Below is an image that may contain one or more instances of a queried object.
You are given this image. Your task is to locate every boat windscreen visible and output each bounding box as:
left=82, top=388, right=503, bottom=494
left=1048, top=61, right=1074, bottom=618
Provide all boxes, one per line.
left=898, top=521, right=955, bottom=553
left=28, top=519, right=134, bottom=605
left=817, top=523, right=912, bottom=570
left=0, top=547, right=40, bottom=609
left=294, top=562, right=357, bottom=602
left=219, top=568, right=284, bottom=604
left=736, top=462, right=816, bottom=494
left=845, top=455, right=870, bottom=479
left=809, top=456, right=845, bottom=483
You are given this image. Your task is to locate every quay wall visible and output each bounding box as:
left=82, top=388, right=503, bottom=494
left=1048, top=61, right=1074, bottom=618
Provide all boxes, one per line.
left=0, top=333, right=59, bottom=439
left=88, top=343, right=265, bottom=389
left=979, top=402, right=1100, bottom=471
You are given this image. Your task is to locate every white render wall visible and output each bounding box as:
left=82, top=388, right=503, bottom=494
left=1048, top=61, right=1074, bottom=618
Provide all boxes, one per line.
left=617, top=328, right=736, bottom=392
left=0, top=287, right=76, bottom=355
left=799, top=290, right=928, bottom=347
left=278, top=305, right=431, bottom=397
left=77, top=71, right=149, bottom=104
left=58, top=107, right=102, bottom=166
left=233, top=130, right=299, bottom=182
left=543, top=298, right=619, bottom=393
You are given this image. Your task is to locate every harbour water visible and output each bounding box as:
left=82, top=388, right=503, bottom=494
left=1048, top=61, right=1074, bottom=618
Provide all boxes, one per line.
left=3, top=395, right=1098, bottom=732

= Problem requirements =
Retype all of the entries precisely as they are.

= Task response =
Below is an image that may contain one or more instances of a queried object.
You are given this image. Your task is to locate every boat windscreen visible and output each bounding box as:
left=82, top=388, right=503, bottom=494
left=1048, top=61, right=1074, bottom=618
Provide all boxes, one per line.
left=898, top=521, right=955, bottom=553
left=28, top=519, right=134, bottom=605
left=817, top=523, right=912, bottom=570
left=0, top=547, right=40, bottom=609
left=294, top=562, right=357, bottom=602
left=219, top=568, right=284, bottom=604
left=736, top=462, right=816, bottom=494
left=845, top=455, right=870, bottom=479
left=809, top=456, right=845, bottom=483
You are given this image. Your task is to locate every quay wall visible and output each bounding box as:
left=82, top=388, right=503, bottom=494
left=1048, top=61, right=1074, bottom=618
Provide all boxes, one per line.
left=0, top=333, right=59, bottom=439
left=88, top=343, right=265, bottom=389
left=979, top=402, right=1100, bottom=471
You are given this image. Your task is to locate every white render wall visible and output each bounding box as:
left=82, top=388, right=503, bottom=494
left=1048, top=61, right=1074, bottom=618
Provide all boxes, one per line.
left=617, top=328, right=736, bottom=392
left=0, top=287, right=76, bottom=355
left=799, top=290, right=928, bottom=347
left=278, top=305, right=431, bottom=397
left=77, top=71, right=149, bottom=104
left=58, top=107, right=102, bottom=166
left=233, top=130, right=299, bottom=182
left=543, top=298, right=619, bottom=393
You are given this image. Your task is to locate every harbour water visible and output each bounding box as:
left=82, top=388, right=503, bottom=494
left=1048, top=61, right=1074, bottom=618
Provide all boxes, one per line.
left=3, top=395, right=1098, bottom=732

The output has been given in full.